▶ [ACTION ITEM]
Look for "jacket" in the material below and show each line that contains it.

▶ [TASK INPUTS]
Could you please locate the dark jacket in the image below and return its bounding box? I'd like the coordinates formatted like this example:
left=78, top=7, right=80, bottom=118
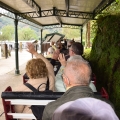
left=42, top=86, right=94, bottom=120
left=42, top=85, right=114, bottom=120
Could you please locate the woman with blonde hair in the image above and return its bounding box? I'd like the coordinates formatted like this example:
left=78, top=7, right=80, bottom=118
left=14, top=42, right=55, bottom=115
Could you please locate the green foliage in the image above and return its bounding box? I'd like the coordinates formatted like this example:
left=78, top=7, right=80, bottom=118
left=0, top=16, right=40, bottom=41
left=90, top=21, right=97, bottom=43
left=62, top=28, right=80, bottom=39
left=0, top=25, right=14, bottom=40
left=89, top=14, right=120, bottom=118
left=18, top=27, right=37, bottom=40
left=102, top=1, right=120, bottom=14
left=83, top=48, right=91, bottom=60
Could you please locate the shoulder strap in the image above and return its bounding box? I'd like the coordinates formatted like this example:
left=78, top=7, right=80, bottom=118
left=25, top=77, right=49, bottom=92
left=46, top=77, right=49, bottom=91
left=24, top=83, right=38, bottom=92
left=37, top=77, right=49, bottom=91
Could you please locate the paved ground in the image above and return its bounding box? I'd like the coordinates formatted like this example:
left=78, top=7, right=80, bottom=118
left=0, top=49, right=33, bottom=120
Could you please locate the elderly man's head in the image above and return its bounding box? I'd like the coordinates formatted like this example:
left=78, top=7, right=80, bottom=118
left=26, top=58, right=48, bottom=79
left=62, top=55, right=91, bottom=89
left=69, top=42, right=83, bottom=56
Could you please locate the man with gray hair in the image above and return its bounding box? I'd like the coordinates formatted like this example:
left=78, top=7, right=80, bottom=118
left=42, top=55, right=94, bottom=120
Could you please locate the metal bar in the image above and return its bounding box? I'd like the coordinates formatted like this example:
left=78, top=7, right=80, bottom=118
left=40, top=29, right=43, bottom=53
left=80, top=27, right=83, bottom=44
left=42, top=23, right=82, bottom=27
left=43, top=24, right=81, bottom=29
left=62, top=23, right=82, bottom=26
left=53, top=7, right=62, bottom=25
left=48, top=35, right=55, bottom=42
left=22, top=0, right=41, bottom=14
left=19, top=9, right=94, bottom=19
left=65, top=0, right=69, bottom=16
left=14, top=14, right=20, bottom=75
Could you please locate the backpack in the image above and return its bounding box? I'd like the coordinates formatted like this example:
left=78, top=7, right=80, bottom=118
left=24, top=77, right=53, bottom=120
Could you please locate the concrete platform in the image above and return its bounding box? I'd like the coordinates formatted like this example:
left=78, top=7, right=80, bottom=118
left=0, top=49, right=32, bottom=120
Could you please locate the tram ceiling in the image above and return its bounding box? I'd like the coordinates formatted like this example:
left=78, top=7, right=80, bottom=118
left=0, top=0, right=115, bottom=28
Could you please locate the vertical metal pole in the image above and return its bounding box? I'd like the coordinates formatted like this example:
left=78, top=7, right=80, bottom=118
left=14, top=14, right=20, bottom=75
left=40, top=29, right=43, bottom=53
left=81, top=27, right=83, bottom=44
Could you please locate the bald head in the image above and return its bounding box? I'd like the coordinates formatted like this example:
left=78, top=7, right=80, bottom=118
left=64, top=55, right=91, bottom=86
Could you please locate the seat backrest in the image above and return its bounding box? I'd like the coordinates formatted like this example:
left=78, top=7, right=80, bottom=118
left=101, top=87, right=109, bottom=99
left=4, top=86, right=12, bottom=92
left=1, top=87, right=64, bottom=120
left=23, top=73, right=29, bottom=84
left=2, top=86, right=15, bottom=120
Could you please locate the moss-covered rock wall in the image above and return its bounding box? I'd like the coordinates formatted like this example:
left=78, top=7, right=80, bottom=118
left=89, top=14, right=120, bottom=117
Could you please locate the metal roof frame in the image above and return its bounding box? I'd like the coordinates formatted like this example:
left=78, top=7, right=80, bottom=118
left=0, top=0, right=115, bottom=29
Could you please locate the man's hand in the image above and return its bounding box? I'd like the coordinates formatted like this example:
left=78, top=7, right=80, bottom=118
left=26, top=42, right=36, bottom=54
left=58, top=53, right=66, bottom=66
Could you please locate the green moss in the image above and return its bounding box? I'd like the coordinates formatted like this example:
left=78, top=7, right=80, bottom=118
left=89, top=14, right=120, bottom=118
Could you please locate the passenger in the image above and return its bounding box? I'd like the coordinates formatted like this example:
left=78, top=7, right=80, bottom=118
left=55, top=40, right=67, bottom=54
left=55, top=42, right=97, bottom=92
left=52, top=98, right=119, bottom=120
left=45, top=47, right=55, bottom=59
left=42, top=55, right=98, bottom=120
left=58, top=42, right=84, bottom=67
left=14, top=42, right=55, bottom=114
left=26, top=42, right=55, bottom=91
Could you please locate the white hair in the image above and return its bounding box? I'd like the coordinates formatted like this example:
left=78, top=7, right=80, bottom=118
left=65, top=55, right=92, bottom=85
left=47, top=47, right=55, bottom=54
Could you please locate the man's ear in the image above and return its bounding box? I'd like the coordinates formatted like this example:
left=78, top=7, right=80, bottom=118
left=63, top=76, right=67, bottom=86
left=63, top=76, right=70, bottom=86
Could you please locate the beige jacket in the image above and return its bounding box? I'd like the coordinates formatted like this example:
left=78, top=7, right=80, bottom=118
left=14, top=53, right=55, bottom=119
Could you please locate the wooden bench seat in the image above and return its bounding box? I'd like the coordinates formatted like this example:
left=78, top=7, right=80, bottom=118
left=1, top=86, right=64, bottom=120
left=1, top=86, right=109, bottom=120
left=7, top=113, right=36, bottom=119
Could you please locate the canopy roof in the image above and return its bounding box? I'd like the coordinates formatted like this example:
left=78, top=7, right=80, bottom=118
left=0, top=0, right=115, bottom=29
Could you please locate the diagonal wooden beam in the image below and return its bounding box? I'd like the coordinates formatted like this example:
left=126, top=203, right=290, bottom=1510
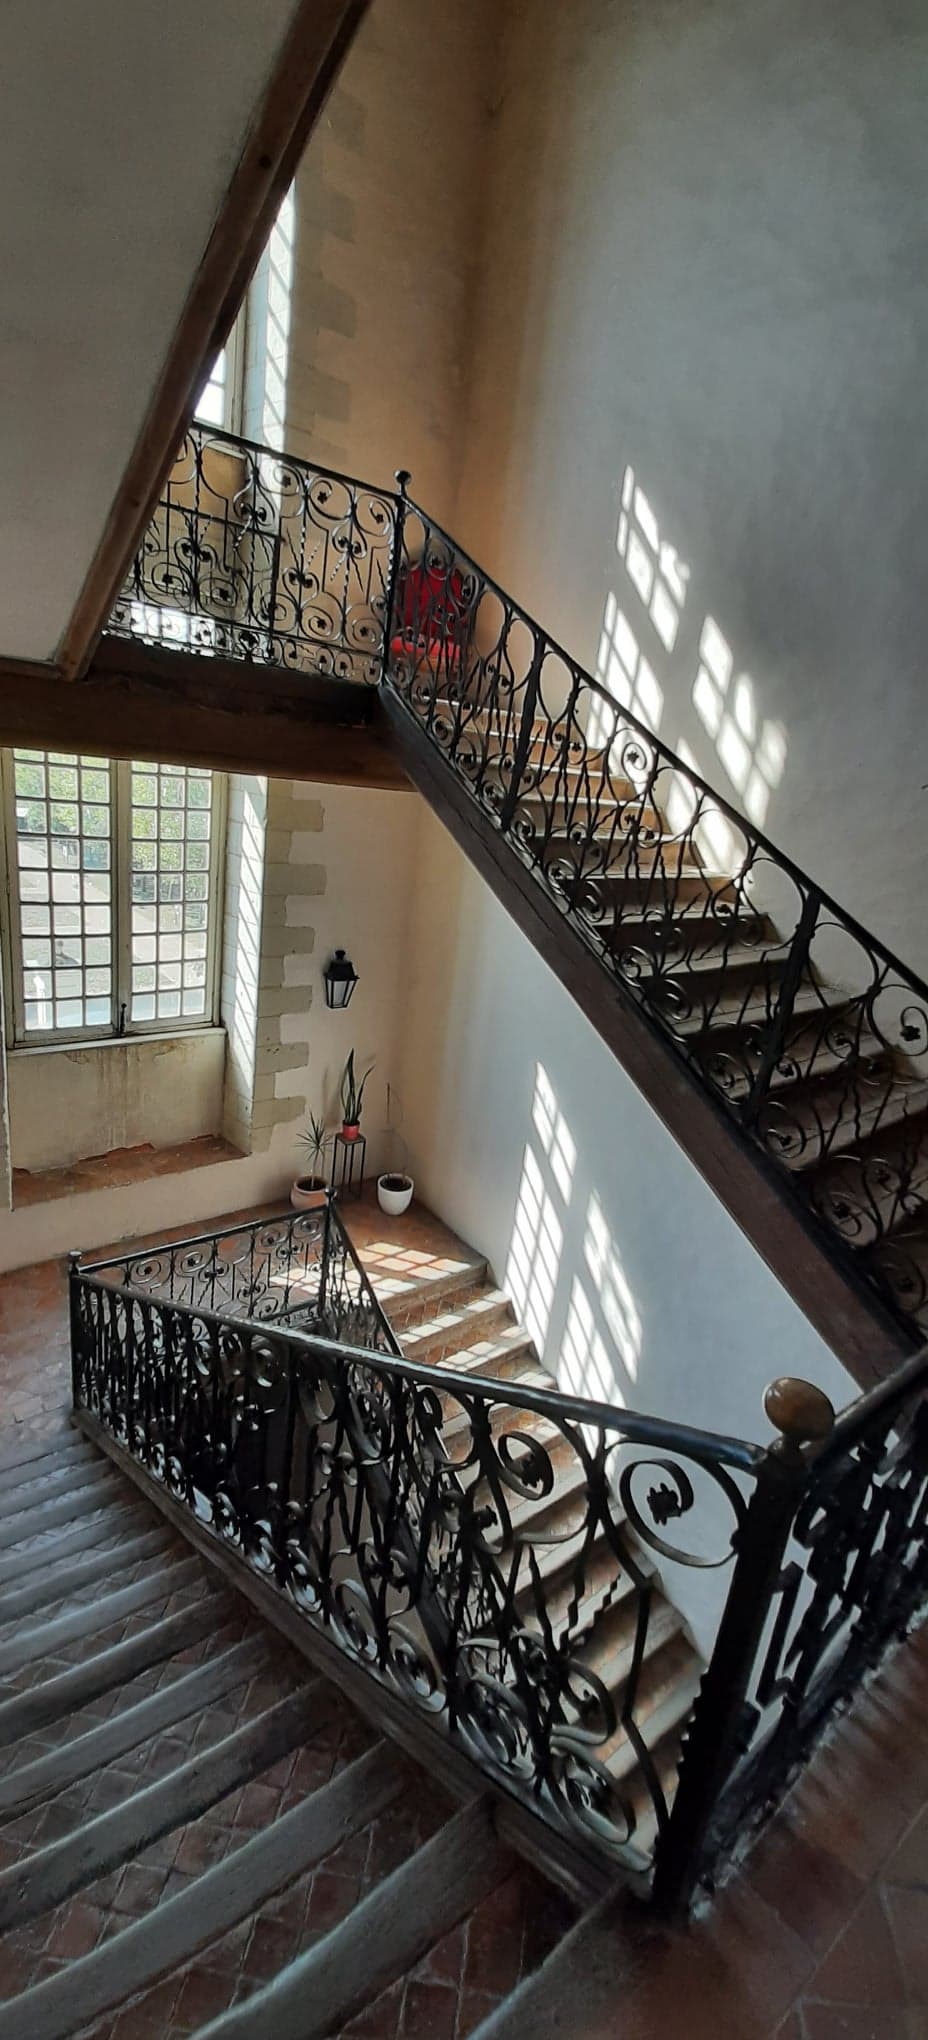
left=55, top=0, right=371, bottom=685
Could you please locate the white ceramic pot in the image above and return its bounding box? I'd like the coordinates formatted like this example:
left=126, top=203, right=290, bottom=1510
left=377, top=1173, right=414, bottom=1217
left=290, top=1176, right=328, bottom=1212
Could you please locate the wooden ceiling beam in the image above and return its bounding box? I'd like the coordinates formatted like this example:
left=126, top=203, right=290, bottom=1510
left=54, top=0, right=370, bottom=685
left=0, top=647, right=409, bottom=791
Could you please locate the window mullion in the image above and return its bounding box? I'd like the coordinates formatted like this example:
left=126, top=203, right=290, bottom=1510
left=0, top=753, right=25, bottom=1046
left=113, top=761, right=132, bottom=1033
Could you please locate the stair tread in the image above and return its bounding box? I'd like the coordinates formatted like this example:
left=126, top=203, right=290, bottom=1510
left=0, top=1552, right=202, bottom=1676
left=0, top=1595, right=231, bottom=1748
left=0, top=1634, right=269, bottom=1821
left=0, top=1739, right=408, bottom=2040
left=761, top=1076, right=928, bottom=1171
left=437, top=1326, right=538, bottom=1376
left=191, top=1797, right=505, bottom=2040
left=0, top=1501, right=151, bottom=1593
left=678, top=978, right=842, bottom=1039
left=0, top=1523, right=171, bottom=1630
left=0, top=1682, right=328, bottom=1932
left=371, top=1257, right=489, bottom=1324
left=0, top=1437, right=97, bottom=1498
left=0, top=1471, right=124, bottom=1555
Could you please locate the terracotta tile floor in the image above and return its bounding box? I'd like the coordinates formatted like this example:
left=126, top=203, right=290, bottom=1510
left=2, top=1196, right=928, bottom=2035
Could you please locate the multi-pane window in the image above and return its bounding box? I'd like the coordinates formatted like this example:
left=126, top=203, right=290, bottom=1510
left=194, top=309, right=245, bottom=434
left=1, top=752, right=224, bottom=1044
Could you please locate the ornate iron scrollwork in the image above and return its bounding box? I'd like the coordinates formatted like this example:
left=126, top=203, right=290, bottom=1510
left=385, top=497, right=928, bottom=1346
left=71, top=1207, right=755, bottom=1880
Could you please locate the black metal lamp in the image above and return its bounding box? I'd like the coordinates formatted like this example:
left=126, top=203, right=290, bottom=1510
left=323, top=949, right=359, bottom=1010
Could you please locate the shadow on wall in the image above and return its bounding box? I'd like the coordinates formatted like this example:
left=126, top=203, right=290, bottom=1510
left=595, top=465, right=789, bottom=865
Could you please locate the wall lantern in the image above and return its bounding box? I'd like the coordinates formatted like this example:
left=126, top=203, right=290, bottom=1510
left=323, top=949, right=359, bottom=1010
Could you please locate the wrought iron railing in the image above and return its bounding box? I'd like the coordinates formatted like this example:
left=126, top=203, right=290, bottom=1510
left=108, top=424, right=398, bottom=684
left=70, top=1207, right=928, bottom=1908
left=108, top=435, right=928, bottom=1347
left=384, top=485, right=928, bottom=1347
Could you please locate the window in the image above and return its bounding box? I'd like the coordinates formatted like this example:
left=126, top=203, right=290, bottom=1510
left=194, top=308, right=245, bottom=434
left=1, top=751, right=225, bottom=1044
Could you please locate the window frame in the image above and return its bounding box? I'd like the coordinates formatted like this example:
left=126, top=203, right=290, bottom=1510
left=0, top=751, right=227, bottom=1050
left=193, top=306, right=246, bottom=435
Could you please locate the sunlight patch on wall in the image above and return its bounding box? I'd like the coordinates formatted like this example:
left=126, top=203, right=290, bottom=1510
left=582, top=1192, right=642, bottom=1384
left=592, top=592, right=664, bottom=753
left=505, top=1143, right=564, bottom=1352
left=255, top=185, right=296, bottom=453
left=692, top=616, right=787, bottom=829
left=617, top=465, right=690, bottom=655
left=531, top=1063, right=577, bottom=1202
left=560, top=1277, right=625, bottom=1409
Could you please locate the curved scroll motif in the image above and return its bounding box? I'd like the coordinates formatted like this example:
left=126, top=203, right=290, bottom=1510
left=109, top=428, right=398, bottom=685
left=388, top=501, right=928, bottom=1343
left=71, top=1238, right=751, bottom=1878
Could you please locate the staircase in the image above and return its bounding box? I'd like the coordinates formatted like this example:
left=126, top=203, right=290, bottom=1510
left=362, top=1235, right=704, bottom=1862
left=106, top=426, right=928, bottom=1375
left=0, top=1427, right=574, bottom=2038
left=411, top=694, right=928, bottom=1304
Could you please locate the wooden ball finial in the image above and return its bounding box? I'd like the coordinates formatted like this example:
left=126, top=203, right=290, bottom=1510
left=764, top=1376, right=835, bottom=1447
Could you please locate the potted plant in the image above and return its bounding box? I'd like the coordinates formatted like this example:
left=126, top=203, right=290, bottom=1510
left=377, top=1168, right=414, bottom=1217
left=377, top=1083, right=414, bottom=1215
left=290, top=1113, right=331, bottom=1210
left=340, top=1051, right=374, bottom=1141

▶ [RESPONSE TO THE TASK]
Could you please locate the dark jacket in the image below and return its bounding box? I'd like the coordinates formatted like this example:
Could you please locate the beige jacket in the image above and return its bounding box? I'd like the coordinates formatted like this example:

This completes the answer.